WORK TASK.
Please restate exactly the lines of the data below, beginning with the line containing "Exercise. Point to the red" and ending with the last line.

GIVEN RECORDS.
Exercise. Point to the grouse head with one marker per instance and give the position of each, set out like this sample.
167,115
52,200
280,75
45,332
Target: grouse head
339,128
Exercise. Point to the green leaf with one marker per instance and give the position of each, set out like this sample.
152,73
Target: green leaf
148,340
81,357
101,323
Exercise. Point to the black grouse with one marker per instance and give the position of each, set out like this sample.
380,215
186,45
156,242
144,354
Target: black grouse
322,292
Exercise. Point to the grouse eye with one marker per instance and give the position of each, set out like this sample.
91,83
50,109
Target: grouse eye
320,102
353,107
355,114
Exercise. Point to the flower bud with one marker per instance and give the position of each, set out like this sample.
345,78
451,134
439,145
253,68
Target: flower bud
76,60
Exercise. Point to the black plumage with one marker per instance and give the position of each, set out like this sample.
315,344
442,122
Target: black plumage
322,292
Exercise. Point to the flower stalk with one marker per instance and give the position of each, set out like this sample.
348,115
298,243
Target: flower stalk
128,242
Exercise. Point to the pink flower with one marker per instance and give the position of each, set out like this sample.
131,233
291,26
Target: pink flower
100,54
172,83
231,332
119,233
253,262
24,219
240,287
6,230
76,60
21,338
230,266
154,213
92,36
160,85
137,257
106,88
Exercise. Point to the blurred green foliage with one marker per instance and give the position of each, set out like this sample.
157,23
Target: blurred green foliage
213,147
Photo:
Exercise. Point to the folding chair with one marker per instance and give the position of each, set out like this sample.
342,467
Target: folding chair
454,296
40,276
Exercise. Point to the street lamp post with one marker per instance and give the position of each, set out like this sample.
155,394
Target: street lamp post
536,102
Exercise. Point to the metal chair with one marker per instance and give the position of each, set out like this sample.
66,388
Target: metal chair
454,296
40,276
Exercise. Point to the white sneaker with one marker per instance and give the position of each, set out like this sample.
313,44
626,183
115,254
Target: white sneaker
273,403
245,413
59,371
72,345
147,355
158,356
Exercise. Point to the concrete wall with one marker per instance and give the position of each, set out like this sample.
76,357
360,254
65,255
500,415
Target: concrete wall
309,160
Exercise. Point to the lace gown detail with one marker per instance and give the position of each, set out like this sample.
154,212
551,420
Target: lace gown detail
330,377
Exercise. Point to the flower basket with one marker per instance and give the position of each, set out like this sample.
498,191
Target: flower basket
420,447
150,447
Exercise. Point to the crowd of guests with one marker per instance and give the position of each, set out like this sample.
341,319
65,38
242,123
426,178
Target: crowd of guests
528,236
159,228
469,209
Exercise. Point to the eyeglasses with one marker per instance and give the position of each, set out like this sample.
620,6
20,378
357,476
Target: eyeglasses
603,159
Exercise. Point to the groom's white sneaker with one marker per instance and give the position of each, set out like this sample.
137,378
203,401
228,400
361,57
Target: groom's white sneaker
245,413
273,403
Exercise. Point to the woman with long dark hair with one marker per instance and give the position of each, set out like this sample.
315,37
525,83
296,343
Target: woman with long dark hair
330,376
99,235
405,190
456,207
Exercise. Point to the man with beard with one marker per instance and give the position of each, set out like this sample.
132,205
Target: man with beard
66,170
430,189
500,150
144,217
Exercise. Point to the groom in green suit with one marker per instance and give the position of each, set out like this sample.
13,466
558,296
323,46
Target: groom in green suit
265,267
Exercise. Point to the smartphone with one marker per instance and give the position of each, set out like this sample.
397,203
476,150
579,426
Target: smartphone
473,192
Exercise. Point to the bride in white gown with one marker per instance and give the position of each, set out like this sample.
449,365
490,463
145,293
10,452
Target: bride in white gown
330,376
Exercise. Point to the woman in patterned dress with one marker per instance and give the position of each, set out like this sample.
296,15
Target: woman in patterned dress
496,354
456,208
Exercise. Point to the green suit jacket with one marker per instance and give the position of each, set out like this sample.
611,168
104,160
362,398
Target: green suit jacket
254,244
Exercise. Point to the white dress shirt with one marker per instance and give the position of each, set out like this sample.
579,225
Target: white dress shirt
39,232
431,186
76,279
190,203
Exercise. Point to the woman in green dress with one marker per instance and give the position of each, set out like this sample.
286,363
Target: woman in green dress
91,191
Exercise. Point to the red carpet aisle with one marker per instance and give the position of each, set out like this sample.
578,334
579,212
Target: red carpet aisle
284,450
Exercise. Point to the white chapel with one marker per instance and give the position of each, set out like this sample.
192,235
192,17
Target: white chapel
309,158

SOLUTION.
Exercise. Point to the red carpet aisle with one marker per instance and give the position of each, set out like this sample.
578,334
579,212
Target: red carpet aisle
284,450
Exercise. Point to the white chapel with one marker per instance and give the position of each, set out like this sample.
192,235
192,17
Target: white chapel
309,158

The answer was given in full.